(Object position labeling entries)

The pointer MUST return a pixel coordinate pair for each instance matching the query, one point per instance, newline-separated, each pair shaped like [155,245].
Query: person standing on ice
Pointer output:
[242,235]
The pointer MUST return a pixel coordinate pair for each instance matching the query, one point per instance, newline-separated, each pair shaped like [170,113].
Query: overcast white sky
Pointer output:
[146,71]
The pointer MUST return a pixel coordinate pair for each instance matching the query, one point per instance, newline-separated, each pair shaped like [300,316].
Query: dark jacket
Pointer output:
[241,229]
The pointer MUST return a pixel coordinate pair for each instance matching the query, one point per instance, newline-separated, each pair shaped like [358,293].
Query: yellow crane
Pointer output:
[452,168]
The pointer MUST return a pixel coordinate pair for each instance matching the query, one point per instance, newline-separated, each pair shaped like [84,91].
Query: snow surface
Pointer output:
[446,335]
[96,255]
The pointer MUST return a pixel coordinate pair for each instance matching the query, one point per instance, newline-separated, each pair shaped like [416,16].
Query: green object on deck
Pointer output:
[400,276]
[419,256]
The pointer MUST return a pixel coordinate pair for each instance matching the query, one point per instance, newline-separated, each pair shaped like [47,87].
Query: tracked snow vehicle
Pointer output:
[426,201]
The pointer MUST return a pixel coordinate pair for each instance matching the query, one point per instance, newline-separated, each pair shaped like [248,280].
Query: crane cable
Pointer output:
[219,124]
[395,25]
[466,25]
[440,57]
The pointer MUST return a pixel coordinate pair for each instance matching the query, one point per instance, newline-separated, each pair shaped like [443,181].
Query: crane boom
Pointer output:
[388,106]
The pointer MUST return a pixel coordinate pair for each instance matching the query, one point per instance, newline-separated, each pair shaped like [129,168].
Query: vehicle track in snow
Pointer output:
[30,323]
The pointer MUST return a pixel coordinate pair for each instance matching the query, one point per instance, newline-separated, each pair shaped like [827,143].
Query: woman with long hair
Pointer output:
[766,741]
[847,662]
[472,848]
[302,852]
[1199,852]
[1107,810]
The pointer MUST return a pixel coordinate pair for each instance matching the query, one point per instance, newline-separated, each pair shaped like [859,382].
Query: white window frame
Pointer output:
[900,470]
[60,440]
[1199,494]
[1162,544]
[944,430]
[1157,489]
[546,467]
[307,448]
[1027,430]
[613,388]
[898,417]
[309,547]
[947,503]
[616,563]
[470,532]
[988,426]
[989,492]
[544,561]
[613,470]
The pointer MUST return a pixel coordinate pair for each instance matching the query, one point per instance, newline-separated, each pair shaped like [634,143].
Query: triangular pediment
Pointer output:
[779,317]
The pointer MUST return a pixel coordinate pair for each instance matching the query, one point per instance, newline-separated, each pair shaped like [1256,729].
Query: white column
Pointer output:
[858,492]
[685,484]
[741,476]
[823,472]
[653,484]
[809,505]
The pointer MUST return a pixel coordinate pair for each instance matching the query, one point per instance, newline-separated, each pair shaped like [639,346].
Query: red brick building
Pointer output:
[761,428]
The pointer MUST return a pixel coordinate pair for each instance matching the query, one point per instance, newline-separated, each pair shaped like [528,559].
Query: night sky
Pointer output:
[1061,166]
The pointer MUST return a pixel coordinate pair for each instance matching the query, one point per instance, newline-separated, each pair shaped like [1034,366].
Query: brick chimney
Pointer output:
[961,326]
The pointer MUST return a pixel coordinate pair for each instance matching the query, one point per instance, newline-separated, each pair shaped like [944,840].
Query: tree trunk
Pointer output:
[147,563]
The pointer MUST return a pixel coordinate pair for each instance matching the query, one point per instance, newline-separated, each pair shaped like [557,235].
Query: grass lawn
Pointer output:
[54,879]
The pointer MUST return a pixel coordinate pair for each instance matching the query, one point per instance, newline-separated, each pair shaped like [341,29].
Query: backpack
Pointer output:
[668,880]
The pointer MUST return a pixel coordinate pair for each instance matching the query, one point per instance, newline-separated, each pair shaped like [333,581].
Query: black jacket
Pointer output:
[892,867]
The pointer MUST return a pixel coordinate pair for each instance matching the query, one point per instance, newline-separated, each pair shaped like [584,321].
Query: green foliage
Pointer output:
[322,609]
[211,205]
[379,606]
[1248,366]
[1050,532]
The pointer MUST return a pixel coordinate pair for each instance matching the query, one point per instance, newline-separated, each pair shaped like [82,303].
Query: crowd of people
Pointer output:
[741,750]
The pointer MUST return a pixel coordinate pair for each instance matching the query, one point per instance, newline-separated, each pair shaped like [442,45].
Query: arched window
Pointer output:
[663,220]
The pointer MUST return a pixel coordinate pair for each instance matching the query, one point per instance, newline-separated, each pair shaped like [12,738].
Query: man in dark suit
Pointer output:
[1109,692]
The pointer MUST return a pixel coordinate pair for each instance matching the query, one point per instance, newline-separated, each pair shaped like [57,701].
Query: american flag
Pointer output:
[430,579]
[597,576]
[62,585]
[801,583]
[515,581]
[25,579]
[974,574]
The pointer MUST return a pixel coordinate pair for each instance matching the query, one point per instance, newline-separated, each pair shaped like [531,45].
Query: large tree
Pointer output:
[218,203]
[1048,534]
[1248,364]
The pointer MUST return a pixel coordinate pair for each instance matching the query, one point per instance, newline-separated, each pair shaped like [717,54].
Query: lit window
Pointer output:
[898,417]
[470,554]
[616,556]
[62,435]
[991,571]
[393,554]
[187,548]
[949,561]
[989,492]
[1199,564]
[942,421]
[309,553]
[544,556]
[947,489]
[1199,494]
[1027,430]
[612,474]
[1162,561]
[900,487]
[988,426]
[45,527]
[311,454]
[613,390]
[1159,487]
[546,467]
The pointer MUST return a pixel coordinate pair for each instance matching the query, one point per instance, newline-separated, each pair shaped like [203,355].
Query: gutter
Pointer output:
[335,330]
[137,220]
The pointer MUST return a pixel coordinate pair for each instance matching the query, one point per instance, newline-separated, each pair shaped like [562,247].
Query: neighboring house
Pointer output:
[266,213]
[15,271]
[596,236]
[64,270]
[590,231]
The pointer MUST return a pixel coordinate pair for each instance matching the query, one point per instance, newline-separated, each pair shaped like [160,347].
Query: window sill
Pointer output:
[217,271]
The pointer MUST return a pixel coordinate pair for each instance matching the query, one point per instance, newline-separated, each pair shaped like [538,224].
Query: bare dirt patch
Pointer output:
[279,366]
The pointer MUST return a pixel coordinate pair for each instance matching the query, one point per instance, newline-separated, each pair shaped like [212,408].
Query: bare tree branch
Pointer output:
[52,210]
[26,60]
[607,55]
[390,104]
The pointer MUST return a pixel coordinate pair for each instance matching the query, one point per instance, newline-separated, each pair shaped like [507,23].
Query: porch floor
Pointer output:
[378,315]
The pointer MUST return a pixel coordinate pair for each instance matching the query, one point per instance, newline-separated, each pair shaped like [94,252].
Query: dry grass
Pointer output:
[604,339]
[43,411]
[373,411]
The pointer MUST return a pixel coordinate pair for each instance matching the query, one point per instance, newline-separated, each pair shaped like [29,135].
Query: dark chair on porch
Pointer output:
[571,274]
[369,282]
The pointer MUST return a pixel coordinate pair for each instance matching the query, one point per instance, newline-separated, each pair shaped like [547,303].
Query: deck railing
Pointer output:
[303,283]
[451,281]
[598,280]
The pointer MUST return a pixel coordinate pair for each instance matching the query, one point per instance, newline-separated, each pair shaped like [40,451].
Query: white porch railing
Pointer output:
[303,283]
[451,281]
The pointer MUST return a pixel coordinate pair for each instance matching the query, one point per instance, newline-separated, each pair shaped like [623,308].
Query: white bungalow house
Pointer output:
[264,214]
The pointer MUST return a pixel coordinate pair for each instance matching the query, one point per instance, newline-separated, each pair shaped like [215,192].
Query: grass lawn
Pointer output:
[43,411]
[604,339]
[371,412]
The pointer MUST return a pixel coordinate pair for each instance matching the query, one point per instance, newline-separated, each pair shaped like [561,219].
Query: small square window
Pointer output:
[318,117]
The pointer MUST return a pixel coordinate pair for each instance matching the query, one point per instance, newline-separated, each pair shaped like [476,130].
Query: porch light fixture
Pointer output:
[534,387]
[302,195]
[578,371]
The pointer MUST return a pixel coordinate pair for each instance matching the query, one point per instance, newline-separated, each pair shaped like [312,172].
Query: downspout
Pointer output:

→ Goal of the exercise: From the line that contains "shaped like [561,219]." to the last line of the material above, repeat every line exactly, keeping both the first and the last.

→ Solution for this problem:
The pointer MUST return a pixel coordinate pair for each instance matching the query, one point per instance, newline-separated, each pair shaped like [561,219].
Query: small square window
Pointer output:
[318,117]
The pointer MUST return a pixel coordinate pair for each instance matching the query, one point per instance, newline-separated, each pair shaped like [476,130].
Query: porch light fixture
Pointer output:
[534,387]
[302,195]
[578,371]
The pointer MUST return a pixel coordinate pair for each instance matching the query, one point per instance, newline-separated, each pair shaped like [312,172].
Query: downspout
Pointer output:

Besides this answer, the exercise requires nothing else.